* **Data for the task**
-- Opening Marker --

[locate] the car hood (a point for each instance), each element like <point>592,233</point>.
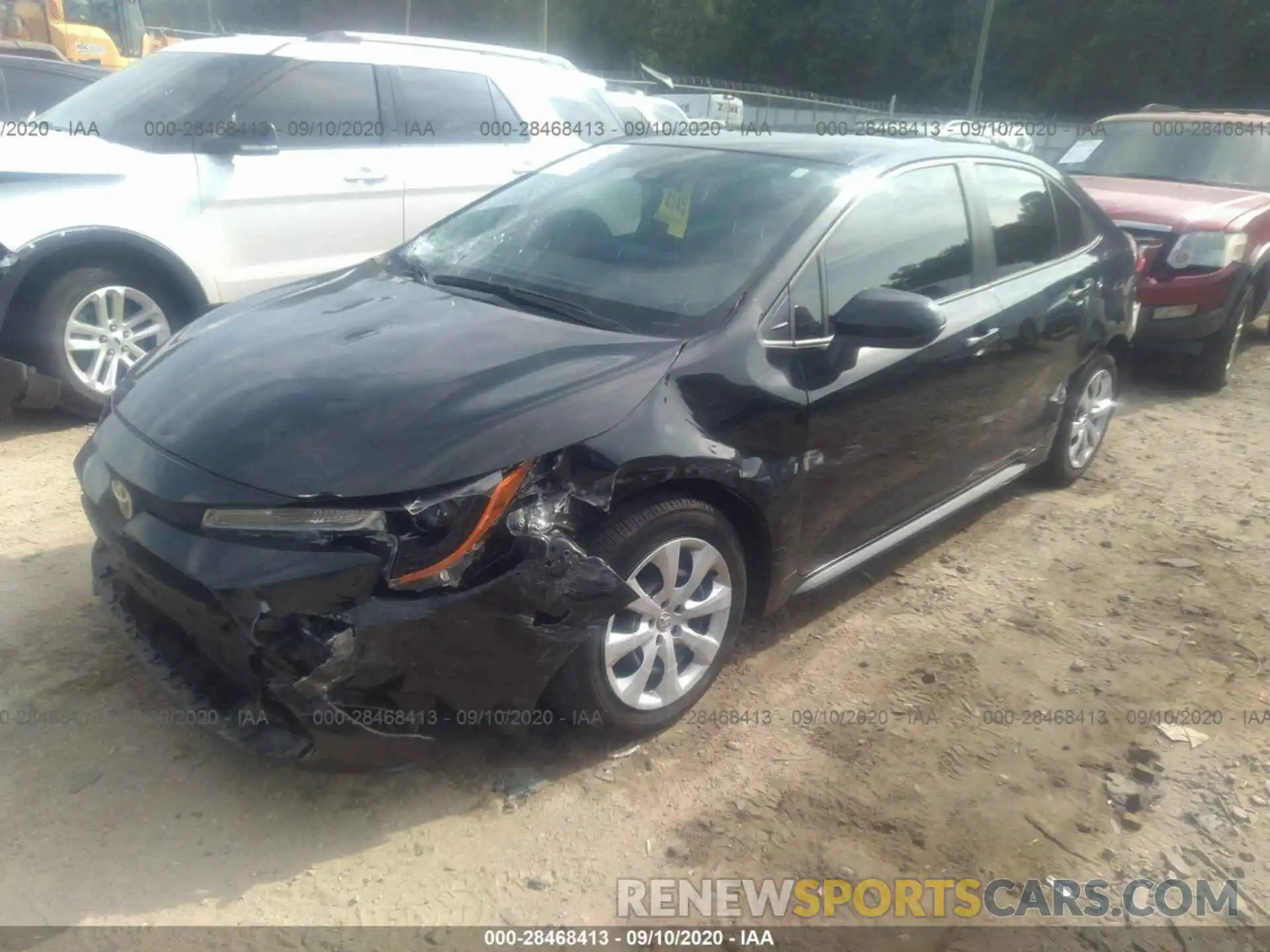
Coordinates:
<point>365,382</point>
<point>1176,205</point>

-- Closing Marker --
-- Opening Marker --

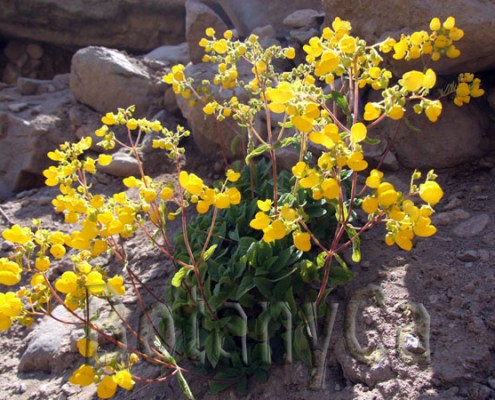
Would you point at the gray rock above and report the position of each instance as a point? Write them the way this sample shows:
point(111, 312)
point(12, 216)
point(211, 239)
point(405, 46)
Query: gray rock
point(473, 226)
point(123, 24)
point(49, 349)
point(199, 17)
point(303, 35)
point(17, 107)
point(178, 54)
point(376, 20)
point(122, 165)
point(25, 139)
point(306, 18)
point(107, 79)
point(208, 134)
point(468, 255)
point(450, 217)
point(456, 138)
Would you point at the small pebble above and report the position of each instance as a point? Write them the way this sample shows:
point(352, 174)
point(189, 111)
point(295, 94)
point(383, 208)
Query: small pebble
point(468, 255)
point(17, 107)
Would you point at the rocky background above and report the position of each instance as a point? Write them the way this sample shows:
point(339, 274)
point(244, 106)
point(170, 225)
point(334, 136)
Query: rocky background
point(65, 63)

-- Closing Marker --
-- Opening Marker --

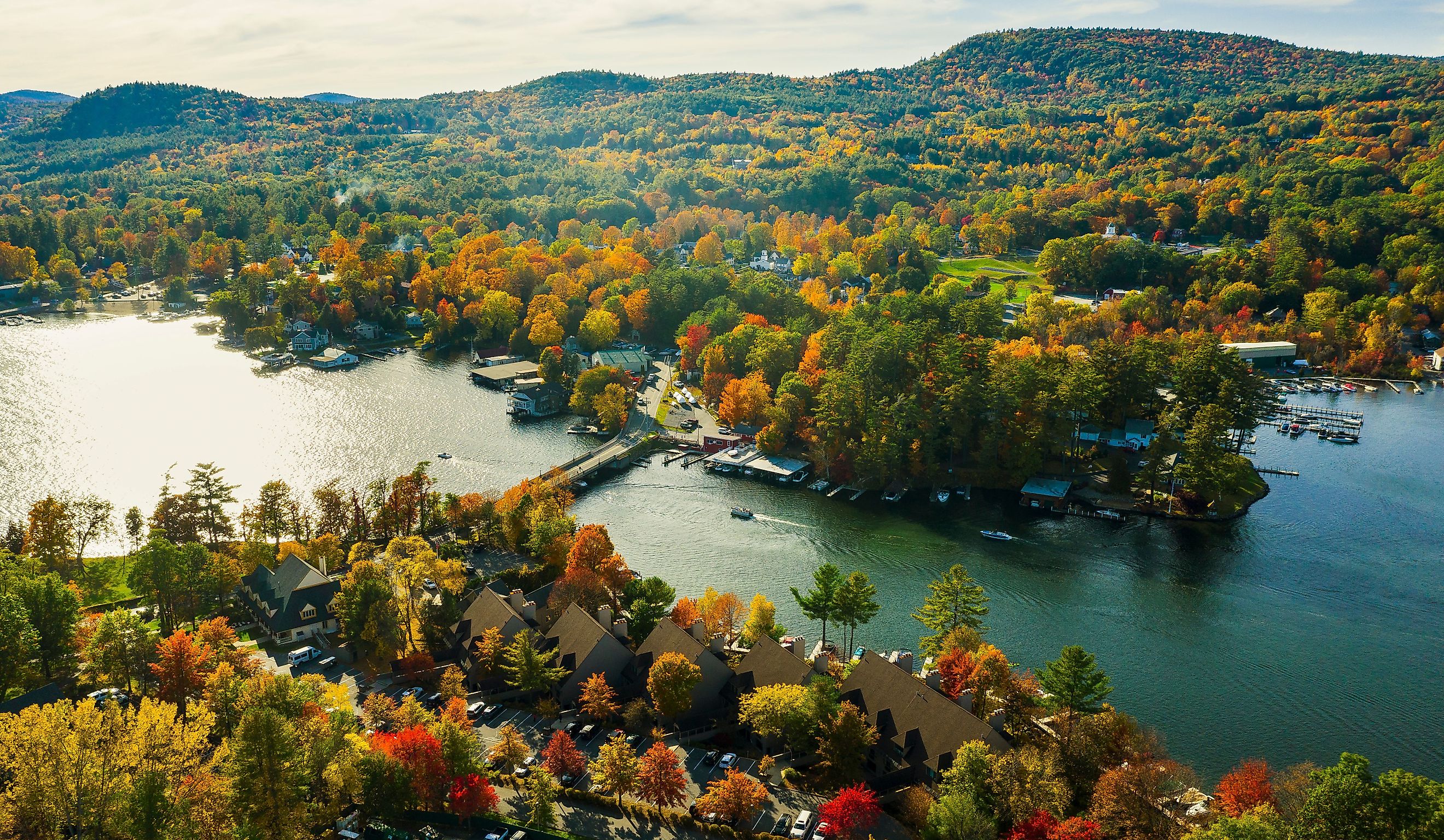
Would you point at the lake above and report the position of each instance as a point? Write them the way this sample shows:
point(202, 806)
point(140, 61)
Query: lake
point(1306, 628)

-- Closing Marker --

* **Problem to solve**
Give the number of lines containing "above" in the entries, and no other text.

* **Task response**
4